(Items listed in a dataset)
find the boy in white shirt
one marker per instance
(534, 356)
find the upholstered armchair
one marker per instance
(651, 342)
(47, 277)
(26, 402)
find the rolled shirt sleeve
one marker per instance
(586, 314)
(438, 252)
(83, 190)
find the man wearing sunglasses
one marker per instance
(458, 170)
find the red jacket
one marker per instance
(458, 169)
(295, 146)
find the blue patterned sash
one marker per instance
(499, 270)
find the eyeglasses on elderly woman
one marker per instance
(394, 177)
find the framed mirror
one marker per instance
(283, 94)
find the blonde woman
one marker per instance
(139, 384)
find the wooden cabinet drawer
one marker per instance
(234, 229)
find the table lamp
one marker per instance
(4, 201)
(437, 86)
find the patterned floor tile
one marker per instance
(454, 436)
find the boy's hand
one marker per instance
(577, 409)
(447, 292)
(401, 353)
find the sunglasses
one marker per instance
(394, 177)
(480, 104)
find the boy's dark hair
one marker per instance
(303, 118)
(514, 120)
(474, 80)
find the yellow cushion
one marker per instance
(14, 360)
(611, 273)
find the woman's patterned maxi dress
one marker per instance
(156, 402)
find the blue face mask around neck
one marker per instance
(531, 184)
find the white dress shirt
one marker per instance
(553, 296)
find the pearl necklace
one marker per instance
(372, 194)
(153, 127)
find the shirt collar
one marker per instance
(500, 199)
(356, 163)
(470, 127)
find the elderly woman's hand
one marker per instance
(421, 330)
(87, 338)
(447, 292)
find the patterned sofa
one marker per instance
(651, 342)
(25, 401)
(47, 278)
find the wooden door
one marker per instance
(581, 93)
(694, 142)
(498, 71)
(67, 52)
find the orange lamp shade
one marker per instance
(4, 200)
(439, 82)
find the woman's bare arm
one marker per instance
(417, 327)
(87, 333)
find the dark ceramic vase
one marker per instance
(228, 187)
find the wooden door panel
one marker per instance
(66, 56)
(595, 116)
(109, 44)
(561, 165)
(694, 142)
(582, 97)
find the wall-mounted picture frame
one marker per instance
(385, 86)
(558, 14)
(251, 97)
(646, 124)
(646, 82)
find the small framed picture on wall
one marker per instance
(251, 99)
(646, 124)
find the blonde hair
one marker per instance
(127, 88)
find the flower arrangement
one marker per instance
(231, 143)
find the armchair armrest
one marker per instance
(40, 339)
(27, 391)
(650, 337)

# Exercise
Take the lines above and retype all of them exactly.

# Reply
find the boy in white shirt
one marker per instance
(534, 356)
find the upholstered armchair
one marker per instance
(651, 342)
(47, 277)
(26, 402)
find the rolled shirt sleeve
one marker per instance
(586, 314)
(438, 252)
(83, 190)
find the man wearing sunglasses
one marker per instance
(458, 170)
find the red jacket
one marker per instance
(458, 169)
(295, 146)
find the blue patterned sash
one marker per instance
(499, 270)
find the eyeglasses on elderly woman
one marker per instance
(394, 177)
find the framed mirror
one marker per instance
(283, 94)
find the blonde woman
one marker per instance
(139, 384)
find the wooden cabinet drawer
one marker per instance
(234, 229)
find the table lamp
one marker per instance
(4, 201)
(437, 86)
find the patterned floor tile
one marker per instance
(454, 436)
find the boy's hand
one marker per instance
(577, 409)
(447, 292)
(401, 353)
find the sunglasses
one marker per instance
(394, 177)
(480, 104)
find the boy's dark hair
one marker per instance
(303, 118)
(514, 120)
(474, 80)
find the yellow cushion
one marker per instance
(14, 360)
(611, 273)
find the woman's patterned maxi dress
one marker per instance
(156, 402)
find the blue face mask around neck
one marker per instance
(531, 184)
find the white dress shirt
one marker per instance
(553, 296)
find the pearl necklace
one marker per instance
(372, 194)
(153, 127)
find the shirt collar
one marker per instance
(500, 199)
(356, 163)
(470, 127)
find the elderly woman's hand
one marker per instance
(421, 330)
(87, 338)
(447, 292)
find the patterned sofa
one marker per instance
(651, 342)
(25, 401)
(47, 278)
find the wooden door
one marker per instance
(581, 93)
(694, 142)
(498, 71)
(67, 52)
find the orange lamp shade
one marker per instance
(4, 200)
(439, 82)
find the woman's bare arm
one marker per instance
(417, 327)
(87, 333)
find the dark ceramic vase
one marker per instance
(228, 187)
find the wooden door panel
one marker per instance
(66, 56)
(595, 116)
(109, 44)
(561, 165)
(694, 142)
(582, 97)
find the wall-mounted picture frame
one marker per instance
(385, 86)
(558, 14)
(251, 97)
(646, 124)
(646, 82)
find the small framed picture on wall
one marker per instance
(251, 99)
(646, 124)
find the blonde hair
one marker per instance
(127, 88)
find the flower arrangement
one marker per instance
(231, 143)
find the armchair armrest
one marker per instance
(40, 339)
(27, 391)
(650, 337)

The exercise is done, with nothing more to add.